→ Work required
Render the lines below as a Markdown table with the columns "Row" and "Line," numbering each row and omitting blank lines.

→ Data excerpts
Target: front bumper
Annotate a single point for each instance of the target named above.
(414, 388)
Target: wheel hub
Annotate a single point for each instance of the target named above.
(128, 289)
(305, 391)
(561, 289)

→ Full solution
| Row | Line |
|---|---|
| 1 | Target: front bumper |
| 2 | Annotate a single point for each instance of the target named above. |
| 3 | (414, 388) |
| 4 | Target: wheel hub |
| 5 | Annotate a single point for each instance of the target named above. |
| 6 | (128, 289) |
| 7 | (305, 391) |
| 8 | (561, 289) |